■ **GIVEN EXERCISE**:
Beginning at the line with "Identify the grassy", output each line to the end of the listing below exactly, please.

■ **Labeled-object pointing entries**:
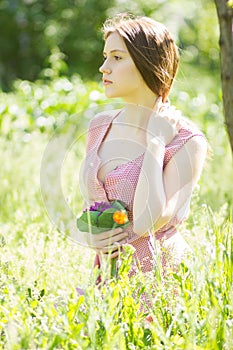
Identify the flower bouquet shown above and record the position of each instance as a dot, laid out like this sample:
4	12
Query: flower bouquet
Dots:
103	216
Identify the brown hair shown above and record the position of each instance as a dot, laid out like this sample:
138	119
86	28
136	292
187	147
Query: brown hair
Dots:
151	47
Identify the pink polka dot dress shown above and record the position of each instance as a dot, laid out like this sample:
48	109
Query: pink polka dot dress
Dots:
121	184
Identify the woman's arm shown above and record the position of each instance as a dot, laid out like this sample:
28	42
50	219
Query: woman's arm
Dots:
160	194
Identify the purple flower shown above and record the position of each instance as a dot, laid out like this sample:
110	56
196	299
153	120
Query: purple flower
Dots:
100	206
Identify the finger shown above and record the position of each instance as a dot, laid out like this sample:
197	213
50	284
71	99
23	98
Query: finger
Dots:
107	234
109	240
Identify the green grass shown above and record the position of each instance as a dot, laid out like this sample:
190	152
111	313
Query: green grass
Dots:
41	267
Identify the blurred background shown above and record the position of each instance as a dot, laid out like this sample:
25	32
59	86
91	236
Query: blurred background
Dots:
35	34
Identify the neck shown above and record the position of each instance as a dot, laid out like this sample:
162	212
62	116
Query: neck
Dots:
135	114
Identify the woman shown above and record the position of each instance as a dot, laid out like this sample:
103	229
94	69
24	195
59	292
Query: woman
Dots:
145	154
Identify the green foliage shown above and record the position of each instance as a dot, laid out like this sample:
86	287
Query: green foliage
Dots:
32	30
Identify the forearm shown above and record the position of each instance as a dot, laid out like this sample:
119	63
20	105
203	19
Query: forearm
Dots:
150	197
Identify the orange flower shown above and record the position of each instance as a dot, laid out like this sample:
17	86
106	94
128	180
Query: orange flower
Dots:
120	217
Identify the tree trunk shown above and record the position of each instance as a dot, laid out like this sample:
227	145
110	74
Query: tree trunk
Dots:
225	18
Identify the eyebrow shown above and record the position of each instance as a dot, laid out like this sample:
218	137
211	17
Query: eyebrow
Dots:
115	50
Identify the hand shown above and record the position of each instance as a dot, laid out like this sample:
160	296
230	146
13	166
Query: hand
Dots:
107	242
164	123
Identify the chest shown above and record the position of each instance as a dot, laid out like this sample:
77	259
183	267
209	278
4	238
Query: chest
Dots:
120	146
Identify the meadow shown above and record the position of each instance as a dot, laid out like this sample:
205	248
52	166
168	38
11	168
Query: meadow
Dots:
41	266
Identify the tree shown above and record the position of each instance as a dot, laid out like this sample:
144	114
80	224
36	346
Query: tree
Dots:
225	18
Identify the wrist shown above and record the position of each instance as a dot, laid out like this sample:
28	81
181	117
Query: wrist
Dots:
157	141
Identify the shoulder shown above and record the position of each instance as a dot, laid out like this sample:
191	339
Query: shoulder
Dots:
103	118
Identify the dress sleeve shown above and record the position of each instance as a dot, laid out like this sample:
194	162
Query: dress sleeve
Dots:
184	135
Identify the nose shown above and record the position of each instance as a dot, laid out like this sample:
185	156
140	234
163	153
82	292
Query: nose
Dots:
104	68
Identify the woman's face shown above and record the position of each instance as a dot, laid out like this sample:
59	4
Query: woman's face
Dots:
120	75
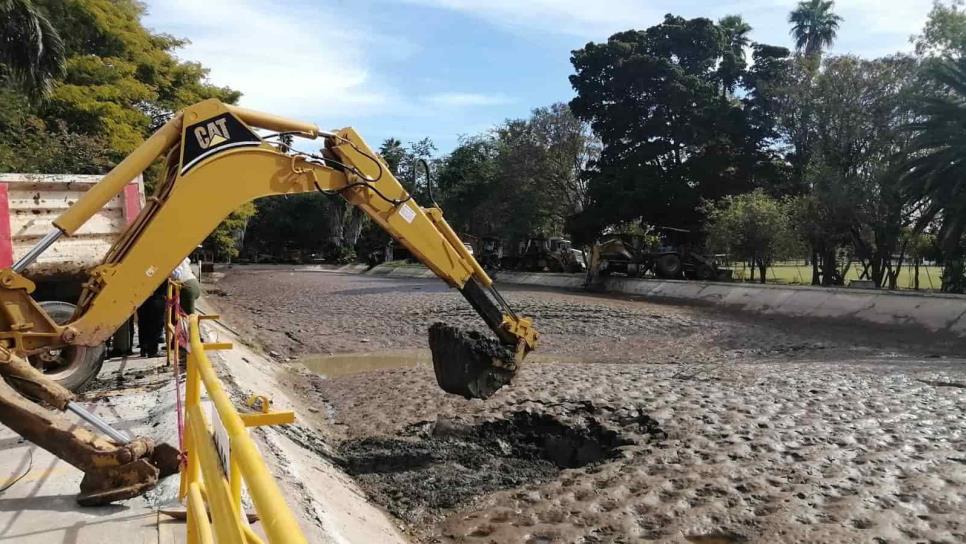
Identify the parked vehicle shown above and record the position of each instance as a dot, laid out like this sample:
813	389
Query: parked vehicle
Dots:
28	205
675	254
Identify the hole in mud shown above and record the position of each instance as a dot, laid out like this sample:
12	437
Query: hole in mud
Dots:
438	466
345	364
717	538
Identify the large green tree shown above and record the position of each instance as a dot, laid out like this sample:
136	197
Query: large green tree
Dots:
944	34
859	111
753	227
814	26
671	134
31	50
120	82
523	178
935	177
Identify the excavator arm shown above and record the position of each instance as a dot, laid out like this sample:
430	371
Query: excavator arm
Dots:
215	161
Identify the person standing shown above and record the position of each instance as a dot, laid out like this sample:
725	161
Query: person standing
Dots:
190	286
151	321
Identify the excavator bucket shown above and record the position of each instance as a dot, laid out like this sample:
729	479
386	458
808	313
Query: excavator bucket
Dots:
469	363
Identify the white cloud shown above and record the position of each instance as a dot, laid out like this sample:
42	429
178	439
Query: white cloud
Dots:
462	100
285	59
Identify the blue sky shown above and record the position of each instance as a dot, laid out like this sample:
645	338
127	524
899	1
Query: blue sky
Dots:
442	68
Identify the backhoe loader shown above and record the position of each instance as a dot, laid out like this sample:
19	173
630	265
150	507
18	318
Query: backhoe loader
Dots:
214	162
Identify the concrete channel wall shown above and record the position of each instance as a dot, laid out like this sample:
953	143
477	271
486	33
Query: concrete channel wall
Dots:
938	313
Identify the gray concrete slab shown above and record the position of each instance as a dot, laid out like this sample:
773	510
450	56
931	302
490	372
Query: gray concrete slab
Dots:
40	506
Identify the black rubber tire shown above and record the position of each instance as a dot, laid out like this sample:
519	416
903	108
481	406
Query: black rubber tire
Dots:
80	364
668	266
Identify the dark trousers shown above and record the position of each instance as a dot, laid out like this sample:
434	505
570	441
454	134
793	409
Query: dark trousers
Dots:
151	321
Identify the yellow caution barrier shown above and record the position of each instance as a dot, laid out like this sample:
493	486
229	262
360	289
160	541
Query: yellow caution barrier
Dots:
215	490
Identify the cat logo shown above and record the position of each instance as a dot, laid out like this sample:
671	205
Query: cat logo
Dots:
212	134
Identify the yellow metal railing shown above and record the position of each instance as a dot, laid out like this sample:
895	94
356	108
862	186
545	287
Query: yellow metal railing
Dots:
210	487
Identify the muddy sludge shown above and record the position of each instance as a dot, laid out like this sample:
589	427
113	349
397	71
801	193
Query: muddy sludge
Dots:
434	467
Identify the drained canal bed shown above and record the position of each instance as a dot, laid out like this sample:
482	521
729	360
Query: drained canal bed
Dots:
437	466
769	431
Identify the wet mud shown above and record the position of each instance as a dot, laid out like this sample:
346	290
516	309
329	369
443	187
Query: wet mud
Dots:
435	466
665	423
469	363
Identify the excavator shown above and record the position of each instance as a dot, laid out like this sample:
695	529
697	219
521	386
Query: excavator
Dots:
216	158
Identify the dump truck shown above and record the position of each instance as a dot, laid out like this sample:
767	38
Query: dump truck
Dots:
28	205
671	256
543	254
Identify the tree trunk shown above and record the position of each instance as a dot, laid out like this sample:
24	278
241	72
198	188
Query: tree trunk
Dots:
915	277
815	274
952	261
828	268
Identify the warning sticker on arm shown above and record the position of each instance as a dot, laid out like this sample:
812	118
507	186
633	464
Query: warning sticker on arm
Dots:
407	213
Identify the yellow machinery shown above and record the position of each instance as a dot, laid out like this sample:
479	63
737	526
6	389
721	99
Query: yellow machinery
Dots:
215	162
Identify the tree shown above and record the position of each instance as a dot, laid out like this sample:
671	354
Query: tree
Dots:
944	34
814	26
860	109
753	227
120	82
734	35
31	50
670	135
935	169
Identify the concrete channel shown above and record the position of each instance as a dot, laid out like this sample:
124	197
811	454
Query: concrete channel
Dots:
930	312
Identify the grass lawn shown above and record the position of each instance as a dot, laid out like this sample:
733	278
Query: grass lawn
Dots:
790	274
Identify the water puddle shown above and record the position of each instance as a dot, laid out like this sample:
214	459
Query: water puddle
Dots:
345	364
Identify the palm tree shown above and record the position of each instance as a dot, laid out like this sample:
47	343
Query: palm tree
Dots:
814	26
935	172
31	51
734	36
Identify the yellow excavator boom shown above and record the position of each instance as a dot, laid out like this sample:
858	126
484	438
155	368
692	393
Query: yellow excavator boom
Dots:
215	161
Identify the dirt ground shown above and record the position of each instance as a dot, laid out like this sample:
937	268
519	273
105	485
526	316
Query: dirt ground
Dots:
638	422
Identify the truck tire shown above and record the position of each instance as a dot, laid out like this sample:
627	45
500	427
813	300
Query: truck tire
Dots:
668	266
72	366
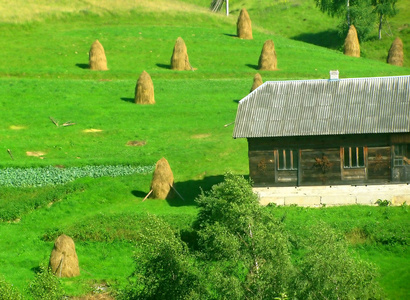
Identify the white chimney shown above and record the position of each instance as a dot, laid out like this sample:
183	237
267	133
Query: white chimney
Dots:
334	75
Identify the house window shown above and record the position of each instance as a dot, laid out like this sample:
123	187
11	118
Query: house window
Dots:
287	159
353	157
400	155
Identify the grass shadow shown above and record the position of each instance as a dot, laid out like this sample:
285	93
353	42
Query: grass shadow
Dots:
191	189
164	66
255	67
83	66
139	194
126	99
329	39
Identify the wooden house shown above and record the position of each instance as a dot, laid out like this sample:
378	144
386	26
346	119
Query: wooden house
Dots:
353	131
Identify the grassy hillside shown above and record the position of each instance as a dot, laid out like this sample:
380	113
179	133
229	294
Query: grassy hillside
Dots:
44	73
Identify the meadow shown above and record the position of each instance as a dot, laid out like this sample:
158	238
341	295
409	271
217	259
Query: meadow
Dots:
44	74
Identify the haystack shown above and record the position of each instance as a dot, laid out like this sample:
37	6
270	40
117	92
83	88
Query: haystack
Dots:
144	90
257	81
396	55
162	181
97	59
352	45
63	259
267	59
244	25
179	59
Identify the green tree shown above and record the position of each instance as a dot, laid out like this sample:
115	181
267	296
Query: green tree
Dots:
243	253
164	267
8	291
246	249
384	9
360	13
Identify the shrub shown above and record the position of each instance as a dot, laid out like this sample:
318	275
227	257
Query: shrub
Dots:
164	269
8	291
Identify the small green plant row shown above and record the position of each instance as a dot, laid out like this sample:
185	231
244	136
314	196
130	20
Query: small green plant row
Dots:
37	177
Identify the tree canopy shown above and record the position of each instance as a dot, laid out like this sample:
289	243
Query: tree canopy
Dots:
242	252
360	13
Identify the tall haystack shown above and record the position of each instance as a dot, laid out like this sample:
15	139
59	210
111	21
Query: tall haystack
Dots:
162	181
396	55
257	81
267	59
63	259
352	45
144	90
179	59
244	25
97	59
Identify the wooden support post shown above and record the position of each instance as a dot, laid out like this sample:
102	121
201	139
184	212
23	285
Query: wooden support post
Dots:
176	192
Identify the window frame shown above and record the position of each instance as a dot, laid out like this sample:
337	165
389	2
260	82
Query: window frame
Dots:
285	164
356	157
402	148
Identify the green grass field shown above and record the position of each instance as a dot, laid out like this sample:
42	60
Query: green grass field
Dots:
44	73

■ **FULL OUTPUT**:
Identify the grassy hillside shown above and record the position of each instance as a dot, laid out like this sample:
380	113
179	133
229	294
Query: grassy hillside
Dots:
44	73
Identify the meadow shown above and record the position of each instance as a dot, laid out like this sample:
158	238
341	295
409	271
217	259
Query: meadow
Dots:
44	74
Identify the haystack shown above and record the position of each instance as a dot, laid out like this sample:
37	6
270	40
117	92
83	88
Query: haystack
Dots:
144	90
257	81
396	55
162	181
97	59
352	45
63	259
267	59
244	25
179	59
Identify the green tree shown above and record the position of each instance as a dot, laid out like this sample:
115	181
267	296
Query: green tree
Dots:
243	253
164	267
8	291
246	249
384	9
360	13
Identify the shrub shown above and record the position of each instance as a dot, laid out like this sample:
318	275
227	257
Query: shrub
Dots:
164	269
8	291
Identify the small green plant row shown above and record the position of each instance as a dot, laid out like this sample:
185	231
244	136
314	196
130	20
Query: small green plant row
Dots:
37	177
Identify the tree canopy shown above and record the position of each instance as a dot, laid out like this sample:
289	243
Query: tree canopy
Dots:
242	252
360	13
Identify the tall haystack shown above and record the position of each instance as a dot, laid out like this sample:
15	139
59	210
111	21
Query: tall haystack
Dots:
162	181
396	55
257	81
267	59
63	259
352	45
144	90
179	59
244	25
97	59
Identify the wooden support post shown above and record the position of each instance as a dot, laid out like this sample:
102	121
201	139
184	212
23	285
Query: wooden support post
Dots:
176	192
Identify the window frame shown above and record the position of each instance as a dot, laid out like this sample:
337	165
389	2
260	82
Query: window frame
Dots:
285	164
356	157
402	148
Identify the green grass field shown above and record the position of each instance as a dot, laid out like this sample:
42	60
Query: green grass field
Dots:
44	73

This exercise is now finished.